▸ **EXERCISE TASK**
Output, word for word, every line from the line with "Where can the window" through the final line of the data below.

▸ **TASK INPUT**
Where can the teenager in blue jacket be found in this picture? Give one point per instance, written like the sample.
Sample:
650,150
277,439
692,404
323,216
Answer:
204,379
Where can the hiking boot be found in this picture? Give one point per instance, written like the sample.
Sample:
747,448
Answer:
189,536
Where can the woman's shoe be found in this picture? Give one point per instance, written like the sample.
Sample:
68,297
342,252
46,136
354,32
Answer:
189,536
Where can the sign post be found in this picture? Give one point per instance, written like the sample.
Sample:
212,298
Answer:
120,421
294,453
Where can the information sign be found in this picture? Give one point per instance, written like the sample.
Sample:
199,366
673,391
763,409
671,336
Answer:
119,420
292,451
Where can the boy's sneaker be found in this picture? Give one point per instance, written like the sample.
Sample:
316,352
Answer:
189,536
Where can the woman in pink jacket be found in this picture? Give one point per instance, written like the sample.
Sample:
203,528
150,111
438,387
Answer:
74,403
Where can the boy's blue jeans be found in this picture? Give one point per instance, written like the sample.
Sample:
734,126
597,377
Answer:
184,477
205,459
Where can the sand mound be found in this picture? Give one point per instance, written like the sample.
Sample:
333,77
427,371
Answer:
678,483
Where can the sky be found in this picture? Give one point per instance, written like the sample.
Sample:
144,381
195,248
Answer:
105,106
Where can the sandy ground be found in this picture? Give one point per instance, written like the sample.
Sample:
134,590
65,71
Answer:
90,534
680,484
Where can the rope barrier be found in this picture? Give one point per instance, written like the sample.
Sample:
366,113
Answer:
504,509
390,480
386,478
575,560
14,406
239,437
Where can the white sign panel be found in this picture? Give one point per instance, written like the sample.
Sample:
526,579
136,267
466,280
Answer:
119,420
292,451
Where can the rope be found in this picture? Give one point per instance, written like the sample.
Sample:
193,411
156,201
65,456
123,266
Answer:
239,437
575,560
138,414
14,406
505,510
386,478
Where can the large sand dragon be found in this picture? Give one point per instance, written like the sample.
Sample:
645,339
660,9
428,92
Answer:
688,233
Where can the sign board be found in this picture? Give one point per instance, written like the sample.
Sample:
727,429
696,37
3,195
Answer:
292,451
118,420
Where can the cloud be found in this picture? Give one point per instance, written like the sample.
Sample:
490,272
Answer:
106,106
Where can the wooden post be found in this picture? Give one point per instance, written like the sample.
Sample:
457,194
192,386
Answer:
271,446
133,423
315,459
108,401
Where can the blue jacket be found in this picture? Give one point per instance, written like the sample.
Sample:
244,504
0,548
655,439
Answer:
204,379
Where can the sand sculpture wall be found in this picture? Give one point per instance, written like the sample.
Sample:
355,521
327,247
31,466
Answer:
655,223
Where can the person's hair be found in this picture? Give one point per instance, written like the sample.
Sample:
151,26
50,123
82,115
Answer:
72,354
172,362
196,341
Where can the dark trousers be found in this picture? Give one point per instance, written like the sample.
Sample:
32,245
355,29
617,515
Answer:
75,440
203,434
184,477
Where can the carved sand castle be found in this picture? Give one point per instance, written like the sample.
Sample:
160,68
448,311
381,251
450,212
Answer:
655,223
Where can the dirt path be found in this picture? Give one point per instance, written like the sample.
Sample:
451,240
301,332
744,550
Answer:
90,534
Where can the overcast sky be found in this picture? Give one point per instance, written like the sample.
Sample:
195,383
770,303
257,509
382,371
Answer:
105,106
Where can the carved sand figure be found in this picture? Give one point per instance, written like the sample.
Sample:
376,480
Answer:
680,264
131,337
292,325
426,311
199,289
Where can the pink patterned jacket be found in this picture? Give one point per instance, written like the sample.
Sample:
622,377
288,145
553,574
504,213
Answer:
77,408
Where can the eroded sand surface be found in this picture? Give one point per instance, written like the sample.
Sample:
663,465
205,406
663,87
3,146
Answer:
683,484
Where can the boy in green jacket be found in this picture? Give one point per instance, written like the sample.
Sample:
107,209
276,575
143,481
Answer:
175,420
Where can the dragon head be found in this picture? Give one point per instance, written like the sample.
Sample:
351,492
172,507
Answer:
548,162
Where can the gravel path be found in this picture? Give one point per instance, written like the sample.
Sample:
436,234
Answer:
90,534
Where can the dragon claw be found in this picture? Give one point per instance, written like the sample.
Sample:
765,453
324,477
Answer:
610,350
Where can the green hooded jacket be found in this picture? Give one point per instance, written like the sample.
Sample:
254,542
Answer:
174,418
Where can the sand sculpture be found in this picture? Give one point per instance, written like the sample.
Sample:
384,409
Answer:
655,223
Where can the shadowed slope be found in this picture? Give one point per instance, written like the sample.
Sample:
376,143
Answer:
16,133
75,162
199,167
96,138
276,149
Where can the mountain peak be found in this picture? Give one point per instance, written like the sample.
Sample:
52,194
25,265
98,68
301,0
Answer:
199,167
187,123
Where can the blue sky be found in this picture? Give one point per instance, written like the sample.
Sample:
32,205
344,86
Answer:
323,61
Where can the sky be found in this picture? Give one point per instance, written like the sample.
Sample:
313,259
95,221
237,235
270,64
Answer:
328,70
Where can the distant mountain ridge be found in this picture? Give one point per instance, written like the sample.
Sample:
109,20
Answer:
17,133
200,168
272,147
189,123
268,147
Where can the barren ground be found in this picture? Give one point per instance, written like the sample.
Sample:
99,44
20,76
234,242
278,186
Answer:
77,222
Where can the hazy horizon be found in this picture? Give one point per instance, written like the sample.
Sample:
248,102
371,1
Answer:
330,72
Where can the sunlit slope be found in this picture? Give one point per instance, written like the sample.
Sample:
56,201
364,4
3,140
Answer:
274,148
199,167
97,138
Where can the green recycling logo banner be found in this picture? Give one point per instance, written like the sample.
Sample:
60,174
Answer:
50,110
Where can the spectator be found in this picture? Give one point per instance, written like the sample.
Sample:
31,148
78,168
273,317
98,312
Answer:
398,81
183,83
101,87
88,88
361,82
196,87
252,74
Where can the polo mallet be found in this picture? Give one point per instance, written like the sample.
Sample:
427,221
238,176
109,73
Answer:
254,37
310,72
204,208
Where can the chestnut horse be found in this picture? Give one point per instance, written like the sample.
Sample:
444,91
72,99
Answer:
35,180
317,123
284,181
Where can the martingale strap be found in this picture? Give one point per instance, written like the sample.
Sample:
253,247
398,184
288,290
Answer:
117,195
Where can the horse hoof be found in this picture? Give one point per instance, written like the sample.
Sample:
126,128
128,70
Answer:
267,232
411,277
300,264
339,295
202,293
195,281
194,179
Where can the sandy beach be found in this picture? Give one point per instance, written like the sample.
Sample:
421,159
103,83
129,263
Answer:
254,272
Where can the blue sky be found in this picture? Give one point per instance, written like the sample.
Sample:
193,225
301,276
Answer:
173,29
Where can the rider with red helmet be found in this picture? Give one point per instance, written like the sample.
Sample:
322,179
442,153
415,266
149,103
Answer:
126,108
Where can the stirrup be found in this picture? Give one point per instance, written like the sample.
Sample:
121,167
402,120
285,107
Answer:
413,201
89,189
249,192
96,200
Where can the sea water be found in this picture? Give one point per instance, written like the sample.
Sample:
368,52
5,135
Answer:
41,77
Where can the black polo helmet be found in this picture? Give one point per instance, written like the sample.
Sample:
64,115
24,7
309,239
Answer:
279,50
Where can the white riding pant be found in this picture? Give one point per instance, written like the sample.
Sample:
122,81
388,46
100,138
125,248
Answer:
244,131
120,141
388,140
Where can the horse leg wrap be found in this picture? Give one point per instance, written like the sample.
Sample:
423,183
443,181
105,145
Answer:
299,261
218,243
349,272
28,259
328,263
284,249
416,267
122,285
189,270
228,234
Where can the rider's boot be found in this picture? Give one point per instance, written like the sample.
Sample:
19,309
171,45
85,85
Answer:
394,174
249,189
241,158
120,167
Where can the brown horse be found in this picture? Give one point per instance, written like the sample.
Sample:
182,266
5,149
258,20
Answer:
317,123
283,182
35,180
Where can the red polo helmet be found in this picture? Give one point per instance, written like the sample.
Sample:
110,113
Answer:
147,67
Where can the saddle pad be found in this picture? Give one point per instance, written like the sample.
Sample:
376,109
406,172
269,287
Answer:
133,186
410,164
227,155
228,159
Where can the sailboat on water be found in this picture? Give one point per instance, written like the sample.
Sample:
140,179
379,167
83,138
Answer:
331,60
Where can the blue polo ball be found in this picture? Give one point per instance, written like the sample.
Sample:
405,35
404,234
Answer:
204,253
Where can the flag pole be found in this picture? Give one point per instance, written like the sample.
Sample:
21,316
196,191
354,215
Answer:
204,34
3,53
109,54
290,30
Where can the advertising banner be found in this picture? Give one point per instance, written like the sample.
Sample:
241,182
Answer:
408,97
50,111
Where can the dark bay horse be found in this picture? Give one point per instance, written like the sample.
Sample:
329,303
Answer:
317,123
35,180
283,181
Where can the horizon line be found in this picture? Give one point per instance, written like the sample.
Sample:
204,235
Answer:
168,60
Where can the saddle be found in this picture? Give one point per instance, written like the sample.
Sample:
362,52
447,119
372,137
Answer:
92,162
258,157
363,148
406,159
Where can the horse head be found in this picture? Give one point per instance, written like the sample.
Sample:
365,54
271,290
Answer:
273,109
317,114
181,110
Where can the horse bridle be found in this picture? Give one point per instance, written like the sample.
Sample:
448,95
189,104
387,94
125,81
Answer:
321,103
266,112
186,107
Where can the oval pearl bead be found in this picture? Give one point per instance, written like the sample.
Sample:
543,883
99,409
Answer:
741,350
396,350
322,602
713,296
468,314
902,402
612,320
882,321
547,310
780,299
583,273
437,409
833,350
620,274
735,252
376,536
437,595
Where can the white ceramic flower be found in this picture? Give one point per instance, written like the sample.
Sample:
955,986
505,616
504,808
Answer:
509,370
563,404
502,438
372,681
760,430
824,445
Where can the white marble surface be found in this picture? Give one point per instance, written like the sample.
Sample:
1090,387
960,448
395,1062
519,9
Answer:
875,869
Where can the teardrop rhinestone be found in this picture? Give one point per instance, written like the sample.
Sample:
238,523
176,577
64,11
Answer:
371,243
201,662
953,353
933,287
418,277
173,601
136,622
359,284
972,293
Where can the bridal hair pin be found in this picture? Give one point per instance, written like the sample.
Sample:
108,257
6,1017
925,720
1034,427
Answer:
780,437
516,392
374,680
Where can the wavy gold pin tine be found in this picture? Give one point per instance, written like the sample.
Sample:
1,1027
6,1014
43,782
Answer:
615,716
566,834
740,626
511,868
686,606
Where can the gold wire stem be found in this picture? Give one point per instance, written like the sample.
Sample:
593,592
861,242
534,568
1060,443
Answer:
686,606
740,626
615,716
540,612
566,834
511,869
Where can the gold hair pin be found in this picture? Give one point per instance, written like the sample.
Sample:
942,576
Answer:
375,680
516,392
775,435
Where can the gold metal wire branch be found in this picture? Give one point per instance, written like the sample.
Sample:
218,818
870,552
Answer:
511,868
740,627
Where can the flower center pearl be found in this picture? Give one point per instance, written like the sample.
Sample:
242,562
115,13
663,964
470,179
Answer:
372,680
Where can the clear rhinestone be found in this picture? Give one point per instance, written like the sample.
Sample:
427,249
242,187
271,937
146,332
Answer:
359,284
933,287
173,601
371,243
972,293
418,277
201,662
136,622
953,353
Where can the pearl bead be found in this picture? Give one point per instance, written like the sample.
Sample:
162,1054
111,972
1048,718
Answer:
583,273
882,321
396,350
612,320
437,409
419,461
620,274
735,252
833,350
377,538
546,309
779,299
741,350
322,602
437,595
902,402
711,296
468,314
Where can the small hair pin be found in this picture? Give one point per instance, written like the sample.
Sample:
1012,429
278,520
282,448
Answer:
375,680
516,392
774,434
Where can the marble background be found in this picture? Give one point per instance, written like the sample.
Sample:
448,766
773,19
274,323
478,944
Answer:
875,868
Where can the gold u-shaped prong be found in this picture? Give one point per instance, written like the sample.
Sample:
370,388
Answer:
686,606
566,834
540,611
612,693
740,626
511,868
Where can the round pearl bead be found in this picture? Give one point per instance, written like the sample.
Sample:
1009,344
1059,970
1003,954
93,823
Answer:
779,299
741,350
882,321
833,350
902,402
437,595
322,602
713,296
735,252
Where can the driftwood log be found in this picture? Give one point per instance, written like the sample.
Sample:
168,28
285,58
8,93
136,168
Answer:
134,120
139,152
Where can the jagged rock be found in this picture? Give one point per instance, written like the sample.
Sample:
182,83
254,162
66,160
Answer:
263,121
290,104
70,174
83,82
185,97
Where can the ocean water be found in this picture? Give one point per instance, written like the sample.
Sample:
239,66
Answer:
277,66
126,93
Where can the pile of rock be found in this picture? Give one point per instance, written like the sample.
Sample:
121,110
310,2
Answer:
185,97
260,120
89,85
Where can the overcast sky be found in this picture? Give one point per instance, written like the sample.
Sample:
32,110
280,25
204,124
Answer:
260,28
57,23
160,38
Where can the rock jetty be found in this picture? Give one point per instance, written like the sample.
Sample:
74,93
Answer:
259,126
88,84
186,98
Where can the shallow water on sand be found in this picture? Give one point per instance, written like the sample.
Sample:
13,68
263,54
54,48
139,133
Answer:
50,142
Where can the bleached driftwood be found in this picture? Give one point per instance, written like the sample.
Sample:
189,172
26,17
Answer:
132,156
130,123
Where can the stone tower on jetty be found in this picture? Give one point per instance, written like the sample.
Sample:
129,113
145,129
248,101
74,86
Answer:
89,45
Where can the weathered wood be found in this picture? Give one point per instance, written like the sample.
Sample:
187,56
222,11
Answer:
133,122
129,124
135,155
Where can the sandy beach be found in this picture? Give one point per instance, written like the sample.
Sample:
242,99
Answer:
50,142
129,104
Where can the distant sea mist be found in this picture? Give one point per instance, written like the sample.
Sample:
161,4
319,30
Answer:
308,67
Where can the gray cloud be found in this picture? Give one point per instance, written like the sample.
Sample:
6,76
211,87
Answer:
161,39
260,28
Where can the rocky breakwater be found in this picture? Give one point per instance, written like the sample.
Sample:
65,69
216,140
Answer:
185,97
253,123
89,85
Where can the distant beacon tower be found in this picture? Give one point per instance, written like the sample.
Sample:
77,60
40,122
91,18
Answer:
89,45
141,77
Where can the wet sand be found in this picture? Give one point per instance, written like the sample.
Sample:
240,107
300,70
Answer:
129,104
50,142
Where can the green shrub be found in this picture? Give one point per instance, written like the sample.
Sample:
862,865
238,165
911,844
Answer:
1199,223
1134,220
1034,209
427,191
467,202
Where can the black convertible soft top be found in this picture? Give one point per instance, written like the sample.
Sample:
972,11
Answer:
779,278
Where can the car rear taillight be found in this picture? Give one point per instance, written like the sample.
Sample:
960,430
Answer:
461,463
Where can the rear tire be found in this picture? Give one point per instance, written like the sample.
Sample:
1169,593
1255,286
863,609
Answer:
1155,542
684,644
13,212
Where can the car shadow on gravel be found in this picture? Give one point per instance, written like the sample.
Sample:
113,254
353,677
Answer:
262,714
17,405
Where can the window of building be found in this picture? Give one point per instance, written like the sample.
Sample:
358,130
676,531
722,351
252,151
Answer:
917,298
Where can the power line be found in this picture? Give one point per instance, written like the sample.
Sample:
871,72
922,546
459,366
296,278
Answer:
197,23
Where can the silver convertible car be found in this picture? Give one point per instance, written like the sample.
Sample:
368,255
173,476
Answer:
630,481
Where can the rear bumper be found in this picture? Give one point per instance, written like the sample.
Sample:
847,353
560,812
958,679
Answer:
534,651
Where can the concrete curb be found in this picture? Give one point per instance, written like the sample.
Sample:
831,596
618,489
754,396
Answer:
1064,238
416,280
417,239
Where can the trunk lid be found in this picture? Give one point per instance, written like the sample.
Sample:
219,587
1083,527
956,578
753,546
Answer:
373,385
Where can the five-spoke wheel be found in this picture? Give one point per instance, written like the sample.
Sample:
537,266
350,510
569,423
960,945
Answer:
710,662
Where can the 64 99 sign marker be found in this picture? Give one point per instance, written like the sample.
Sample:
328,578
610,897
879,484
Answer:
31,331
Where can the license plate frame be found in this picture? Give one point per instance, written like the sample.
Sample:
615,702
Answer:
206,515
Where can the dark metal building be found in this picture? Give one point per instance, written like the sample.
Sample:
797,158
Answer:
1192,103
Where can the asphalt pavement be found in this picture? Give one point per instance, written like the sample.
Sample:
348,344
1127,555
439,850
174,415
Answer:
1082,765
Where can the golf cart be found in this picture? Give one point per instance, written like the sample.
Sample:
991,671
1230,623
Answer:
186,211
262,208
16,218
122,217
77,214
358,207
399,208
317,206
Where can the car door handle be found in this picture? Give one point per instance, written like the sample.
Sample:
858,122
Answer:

▸ **EXERCISE RESPONSE**
Where can the window of building be found in this picture? Give one point per instance, written like the sample.
Sample:
358,130
676,531
722,351
252,151
Answer:
917,298
Where can the power line be found in this picture? Give one point per instance, written like the sample.
Sample:
871,72
922,546
459,366
296,278
Answer:
197,23
Where can the silver convertible car be found in this picture? Give one point per instance, written like the sample.
Sample:
368,255
173,476
Answer:
630,481
Where can the rear bumper be found in this picture? Give one point per instance, written like the sample.
Sample:
847,353
560,812
958,679
Answer:
534,651
Where can the concrete curb be found in this picture? Give one point per instance, written like the sample.
Sample:
831,596
618,489
754,396
Answer:
1064,238
416,280
417,239
Where can the trunk lid be found in this picture? Give one point per instance, written like the sample.
Sample:
219,587
1083,527
956,578
753,546
Answer:
373,385
Where can the five-spoke wheel be found in this picture? Give one point per instance, written like the sample.
Sample:
537,266
350,510
569,423
960,945
Answer:
710,662
Where can the 64 99 sign marker be found in this picture? Give one point per instance, written like the sample.
Sample:
328,578
610,897
879,484
Answer:
31,331
Where can the license plate frame be found in this picture? Give one point per instance, written like the sample.
Sample:
615,702
Answer:
206,515
Where can the dark metal building be found in this picture? Give one point per instance, written like the sample.
Sample:
797,158
Answer:
1192,103
Where can the asphalt pavement be found in this picture? Give one point per instance, written like the sample.
Sample:
348,344
1127,555
439,850
174,415
Answer:
1082,765
Where can the golf cart be found in this picture? Give one point per instance, written like the sample.
Sample:
991,671
1230,623
Answer:
186,211
262,208
16,218
122,217
77,214
358,207
399,208
317,206
Where can the car door handle be found in this picture? Give one point per instance, written like the sample.
Sample:
858,122
Answer:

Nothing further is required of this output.